### Coordinate annotation records

++++

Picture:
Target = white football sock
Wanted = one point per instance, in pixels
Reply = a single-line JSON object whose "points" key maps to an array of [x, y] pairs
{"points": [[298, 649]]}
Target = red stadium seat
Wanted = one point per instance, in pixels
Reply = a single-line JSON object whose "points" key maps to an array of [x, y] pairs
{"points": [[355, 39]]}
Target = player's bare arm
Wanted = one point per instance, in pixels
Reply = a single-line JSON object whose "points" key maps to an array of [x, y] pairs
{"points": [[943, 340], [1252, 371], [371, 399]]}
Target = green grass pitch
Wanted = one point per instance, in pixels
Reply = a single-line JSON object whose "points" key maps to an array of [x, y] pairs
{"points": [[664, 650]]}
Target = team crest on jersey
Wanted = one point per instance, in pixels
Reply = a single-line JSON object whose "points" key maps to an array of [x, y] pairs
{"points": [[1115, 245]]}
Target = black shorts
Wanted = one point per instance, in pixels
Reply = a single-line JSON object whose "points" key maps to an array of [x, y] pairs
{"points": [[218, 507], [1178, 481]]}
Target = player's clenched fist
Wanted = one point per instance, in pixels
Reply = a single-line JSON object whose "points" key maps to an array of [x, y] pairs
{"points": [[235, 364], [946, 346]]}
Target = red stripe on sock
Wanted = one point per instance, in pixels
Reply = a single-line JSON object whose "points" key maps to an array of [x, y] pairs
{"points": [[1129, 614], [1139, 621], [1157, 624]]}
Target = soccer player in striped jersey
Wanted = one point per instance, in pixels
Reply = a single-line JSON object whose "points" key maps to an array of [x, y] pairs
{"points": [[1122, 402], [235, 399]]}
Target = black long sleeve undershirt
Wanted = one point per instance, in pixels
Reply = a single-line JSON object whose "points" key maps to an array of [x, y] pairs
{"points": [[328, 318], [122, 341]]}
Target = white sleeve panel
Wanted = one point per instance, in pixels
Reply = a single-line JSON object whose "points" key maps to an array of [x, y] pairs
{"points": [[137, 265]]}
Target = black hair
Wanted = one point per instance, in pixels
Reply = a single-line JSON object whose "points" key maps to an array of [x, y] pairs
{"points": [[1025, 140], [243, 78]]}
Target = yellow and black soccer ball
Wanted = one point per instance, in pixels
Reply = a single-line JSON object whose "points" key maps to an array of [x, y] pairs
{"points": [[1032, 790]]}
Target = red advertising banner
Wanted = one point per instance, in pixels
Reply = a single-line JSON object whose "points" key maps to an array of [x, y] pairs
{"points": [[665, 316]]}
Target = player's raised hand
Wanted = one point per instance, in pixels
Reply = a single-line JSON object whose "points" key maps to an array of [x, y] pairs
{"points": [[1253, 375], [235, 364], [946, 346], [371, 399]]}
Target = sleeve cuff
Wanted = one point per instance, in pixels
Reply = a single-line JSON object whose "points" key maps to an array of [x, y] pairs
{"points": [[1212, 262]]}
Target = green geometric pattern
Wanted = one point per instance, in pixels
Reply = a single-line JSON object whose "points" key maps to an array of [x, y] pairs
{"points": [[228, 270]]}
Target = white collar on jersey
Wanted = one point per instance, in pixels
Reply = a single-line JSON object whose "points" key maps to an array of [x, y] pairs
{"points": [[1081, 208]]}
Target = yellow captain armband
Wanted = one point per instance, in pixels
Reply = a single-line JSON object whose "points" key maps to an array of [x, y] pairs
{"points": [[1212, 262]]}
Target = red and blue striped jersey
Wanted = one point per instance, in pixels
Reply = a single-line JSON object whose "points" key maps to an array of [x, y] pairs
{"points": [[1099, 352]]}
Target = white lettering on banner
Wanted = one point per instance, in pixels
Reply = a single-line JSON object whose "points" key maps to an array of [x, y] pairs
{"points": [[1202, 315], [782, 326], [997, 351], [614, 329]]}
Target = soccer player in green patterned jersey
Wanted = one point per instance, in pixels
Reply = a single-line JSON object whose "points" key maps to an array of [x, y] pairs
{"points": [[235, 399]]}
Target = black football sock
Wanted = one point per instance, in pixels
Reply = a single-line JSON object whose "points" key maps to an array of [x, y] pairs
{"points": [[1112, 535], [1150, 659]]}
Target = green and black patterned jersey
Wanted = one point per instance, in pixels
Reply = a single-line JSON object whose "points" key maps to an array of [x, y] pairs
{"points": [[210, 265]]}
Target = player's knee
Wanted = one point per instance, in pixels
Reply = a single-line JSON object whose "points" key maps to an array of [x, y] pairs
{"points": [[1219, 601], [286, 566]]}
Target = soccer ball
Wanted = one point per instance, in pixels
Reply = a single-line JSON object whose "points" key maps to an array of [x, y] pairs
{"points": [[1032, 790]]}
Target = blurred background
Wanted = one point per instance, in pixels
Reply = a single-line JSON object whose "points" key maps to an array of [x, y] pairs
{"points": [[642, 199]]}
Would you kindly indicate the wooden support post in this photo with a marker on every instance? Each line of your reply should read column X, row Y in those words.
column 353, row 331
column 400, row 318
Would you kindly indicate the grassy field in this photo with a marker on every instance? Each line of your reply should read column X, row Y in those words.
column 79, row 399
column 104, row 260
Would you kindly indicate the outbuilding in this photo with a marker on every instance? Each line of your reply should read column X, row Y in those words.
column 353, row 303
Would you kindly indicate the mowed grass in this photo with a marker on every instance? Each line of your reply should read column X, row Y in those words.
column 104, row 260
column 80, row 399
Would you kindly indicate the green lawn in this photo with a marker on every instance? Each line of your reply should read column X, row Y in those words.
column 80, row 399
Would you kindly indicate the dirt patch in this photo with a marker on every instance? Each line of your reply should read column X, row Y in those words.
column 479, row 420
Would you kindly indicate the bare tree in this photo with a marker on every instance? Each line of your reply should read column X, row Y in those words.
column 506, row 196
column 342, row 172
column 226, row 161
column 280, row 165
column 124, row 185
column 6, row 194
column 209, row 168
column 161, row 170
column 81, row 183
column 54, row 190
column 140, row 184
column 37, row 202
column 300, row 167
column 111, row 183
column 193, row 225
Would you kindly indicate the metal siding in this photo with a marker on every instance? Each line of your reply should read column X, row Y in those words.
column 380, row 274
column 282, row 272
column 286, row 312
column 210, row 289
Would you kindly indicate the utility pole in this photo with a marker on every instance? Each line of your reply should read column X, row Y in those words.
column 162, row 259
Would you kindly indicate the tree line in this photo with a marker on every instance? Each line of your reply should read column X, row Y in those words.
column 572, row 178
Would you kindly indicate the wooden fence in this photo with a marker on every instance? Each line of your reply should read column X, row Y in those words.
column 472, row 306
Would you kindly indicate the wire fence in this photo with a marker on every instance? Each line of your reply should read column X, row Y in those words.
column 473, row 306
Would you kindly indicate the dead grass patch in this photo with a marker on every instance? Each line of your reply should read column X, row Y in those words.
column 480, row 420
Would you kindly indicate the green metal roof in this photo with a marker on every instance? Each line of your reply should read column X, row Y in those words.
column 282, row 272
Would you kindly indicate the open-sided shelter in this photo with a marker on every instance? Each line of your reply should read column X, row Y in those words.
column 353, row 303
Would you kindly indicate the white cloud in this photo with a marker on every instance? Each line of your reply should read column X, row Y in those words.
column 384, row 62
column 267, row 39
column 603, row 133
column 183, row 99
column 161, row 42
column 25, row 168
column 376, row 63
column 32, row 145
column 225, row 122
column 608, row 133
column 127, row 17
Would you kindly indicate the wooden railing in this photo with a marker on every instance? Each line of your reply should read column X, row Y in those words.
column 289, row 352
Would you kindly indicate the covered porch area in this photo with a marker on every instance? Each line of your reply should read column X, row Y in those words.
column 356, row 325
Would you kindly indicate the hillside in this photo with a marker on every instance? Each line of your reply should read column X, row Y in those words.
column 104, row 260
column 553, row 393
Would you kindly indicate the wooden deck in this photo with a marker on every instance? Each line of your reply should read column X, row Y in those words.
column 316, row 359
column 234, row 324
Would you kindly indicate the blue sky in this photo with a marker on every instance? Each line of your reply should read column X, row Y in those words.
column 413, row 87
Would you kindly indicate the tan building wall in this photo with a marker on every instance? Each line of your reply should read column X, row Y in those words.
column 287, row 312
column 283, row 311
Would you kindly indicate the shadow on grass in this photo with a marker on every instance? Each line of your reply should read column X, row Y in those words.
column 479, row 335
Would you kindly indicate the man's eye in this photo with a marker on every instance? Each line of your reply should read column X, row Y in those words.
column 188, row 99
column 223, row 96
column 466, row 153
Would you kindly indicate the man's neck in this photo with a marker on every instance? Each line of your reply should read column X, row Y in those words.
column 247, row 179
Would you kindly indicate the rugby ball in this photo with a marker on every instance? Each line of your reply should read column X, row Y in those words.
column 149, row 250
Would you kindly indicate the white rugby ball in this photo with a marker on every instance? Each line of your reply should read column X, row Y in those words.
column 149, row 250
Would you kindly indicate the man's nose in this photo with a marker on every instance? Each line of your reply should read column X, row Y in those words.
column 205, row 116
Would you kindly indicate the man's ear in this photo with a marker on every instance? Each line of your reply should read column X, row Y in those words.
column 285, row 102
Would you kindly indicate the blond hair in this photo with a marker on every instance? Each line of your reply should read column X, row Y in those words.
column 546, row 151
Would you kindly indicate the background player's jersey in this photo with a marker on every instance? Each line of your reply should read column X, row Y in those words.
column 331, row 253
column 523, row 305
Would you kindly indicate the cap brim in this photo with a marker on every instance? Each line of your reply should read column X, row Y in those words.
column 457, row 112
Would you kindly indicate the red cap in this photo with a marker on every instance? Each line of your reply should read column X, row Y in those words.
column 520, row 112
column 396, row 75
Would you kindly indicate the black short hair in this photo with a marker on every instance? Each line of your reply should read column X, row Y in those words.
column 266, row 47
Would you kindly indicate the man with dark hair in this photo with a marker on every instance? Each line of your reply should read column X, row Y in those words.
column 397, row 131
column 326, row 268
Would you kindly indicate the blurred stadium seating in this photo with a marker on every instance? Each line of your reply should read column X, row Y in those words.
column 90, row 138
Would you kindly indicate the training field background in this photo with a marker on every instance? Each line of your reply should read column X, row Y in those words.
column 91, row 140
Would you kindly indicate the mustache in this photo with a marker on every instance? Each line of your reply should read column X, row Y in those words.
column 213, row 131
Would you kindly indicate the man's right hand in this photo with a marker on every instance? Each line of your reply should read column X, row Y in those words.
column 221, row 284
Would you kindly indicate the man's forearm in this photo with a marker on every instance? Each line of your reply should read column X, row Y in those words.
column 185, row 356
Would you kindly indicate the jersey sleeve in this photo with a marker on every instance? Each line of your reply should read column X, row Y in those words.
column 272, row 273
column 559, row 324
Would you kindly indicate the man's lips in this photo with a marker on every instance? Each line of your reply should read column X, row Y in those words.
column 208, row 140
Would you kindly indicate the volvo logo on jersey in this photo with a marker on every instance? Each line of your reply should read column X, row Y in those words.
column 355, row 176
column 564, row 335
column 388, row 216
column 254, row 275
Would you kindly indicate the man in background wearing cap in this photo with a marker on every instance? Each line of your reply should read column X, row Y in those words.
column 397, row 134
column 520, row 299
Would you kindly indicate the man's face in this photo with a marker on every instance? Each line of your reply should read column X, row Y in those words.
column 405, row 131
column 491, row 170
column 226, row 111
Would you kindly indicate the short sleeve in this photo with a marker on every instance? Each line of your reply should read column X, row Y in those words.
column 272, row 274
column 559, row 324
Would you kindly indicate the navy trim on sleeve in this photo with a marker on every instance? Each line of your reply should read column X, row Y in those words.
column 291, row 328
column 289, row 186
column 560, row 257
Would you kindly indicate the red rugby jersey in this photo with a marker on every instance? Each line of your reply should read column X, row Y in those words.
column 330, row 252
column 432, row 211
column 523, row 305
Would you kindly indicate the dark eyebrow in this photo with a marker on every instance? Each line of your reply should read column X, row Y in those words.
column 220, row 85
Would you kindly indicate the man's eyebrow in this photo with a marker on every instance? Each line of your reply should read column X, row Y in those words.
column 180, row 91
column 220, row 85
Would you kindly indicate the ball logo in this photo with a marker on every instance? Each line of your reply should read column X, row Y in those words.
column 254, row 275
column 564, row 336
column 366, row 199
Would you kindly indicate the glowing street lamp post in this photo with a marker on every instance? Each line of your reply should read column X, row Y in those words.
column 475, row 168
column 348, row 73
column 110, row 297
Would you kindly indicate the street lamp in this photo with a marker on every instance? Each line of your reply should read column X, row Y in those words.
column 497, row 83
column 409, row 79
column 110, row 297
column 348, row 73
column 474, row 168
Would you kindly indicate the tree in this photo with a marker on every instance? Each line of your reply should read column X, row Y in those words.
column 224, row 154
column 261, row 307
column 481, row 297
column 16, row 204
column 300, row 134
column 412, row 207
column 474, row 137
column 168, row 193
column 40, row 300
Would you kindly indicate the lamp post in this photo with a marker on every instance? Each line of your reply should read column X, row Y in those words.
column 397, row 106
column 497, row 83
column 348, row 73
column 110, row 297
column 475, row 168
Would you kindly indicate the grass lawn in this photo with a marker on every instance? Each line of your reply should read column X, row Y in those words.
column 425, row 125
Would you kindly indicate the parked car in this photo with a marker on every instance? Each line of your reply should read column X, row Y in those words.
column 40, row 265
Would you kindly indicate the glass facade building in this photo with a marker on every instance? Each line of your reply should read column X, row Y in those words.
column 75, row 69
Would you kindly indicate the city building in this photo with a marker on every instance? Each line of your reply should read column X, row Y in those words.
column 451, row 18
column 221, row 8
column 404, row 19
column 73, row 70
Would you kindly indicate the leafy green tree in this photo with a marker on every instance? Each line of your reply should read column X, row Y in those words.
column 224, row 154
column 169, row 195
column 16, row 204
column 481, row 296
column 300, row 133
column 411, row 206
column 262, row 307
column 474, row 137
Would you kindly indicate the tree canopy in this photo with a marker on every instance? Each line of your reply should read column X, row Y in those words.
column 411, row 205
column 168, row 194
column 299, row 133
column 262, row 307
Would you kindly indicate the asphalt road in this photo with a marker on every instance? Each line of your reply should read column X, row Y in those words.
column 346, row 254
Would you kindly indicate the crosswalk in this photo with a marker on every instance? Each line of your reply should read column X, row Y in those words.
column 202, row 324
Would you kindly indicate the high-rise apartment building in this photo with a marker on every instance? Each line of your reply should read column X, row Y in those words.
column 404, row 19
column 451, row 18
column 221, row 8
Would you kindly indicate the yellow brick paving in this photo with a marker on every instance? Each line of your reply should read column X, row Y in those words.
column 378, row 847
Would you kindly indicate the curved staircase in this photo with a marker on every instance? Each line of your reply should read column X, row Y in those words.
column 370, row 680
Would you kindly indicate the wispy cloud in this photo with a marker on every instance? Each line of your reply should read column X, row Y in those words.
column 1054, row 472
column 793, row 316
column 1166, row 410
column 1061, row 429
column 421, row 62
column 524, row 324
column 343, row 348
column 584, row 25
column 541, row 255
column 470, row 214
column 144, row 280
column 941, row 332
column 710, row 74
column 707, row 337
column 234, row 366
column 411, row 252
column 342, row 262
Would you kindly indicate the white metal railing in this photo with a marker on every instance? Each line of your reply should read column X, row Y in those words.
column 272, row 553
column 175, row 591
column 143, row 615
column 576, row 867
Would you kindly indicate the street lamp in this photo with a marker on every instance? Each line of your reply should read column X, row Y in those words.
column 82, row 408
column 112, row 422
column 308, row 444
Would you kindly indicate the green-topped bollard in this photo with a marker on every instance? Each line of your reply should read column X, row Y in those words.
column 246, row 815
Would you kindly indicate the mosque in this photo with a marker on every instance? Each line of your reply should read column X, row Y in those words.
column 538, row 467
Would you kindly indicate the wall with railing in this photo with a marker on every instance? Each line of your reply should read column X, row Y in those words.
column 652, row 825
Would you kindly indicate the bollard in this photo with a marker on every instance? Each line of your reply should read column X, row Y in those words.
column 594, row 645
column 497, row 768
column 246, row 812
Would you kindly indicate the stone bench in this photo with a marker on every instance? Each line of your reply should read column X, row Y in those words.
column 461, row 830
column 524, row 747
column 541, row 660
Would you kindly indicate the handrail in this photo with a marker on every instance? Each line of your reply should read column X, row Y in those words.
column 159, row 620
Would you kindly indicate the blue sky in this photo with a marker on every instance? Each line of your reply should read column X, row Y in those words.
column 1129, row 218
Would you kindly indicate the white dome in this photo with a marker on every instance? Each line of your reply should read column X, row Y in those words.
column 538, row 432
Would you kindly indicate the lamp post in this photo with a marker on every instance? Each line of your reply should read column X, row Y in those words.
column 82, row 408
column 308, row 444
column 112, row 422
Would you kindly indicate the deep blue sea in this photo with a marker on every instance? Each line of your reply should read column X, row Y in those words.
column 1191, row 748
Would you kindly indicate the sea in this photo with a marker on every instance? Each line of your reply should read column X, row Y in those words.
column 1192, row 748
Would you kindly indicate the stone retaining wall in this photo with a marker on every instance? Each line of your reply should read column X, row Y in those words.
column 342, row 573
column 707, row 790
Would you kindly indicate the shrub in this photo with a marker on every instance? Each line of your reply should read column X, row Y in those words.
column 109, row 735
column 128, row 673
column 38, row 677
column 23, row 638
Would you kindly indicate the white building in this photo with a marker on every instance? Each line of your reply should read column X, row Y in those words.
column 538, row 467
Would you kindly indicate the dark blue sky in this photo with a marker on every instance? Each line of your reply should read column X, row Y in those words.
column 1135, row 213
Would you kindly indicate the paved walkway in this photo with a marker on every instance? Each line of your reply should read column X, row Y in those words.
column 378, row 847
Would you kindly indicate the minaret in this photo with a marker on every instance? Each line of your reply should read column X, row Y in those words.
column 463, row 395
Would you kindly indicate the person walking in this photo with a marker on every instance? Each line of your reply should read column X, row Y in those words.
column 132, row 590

++++

### AIM
Can you reproduce the lines of the material above word for word, starting at the line that contains "Would you kindly indicate the white dome" and ending at the line that contains "column 1192, row 748", with both of those lines included?

### TASK SOLUTION
Would you kindly indicate the white dome in this photo with a marker on every instance? Each line of your reply should read column X, row Y in those words.
column 538, row 432
Would you kindly indicate the lamp post in this photo with a marker on every instance? Each line of your reply should read column X, row Y in those words.
column 82, row 408
column 308, row 444
column 112, row 422
Would you kindly indicate the deep blue sea in this photo with a marker on every instance? Each line of your reply should read column X, row Y in those words.
column 1191, row 748
Would you kindly indicate the sea in this photo with a marker on every instance? Each line of your reply should read column X, row Y in those words.
column 1192, row 748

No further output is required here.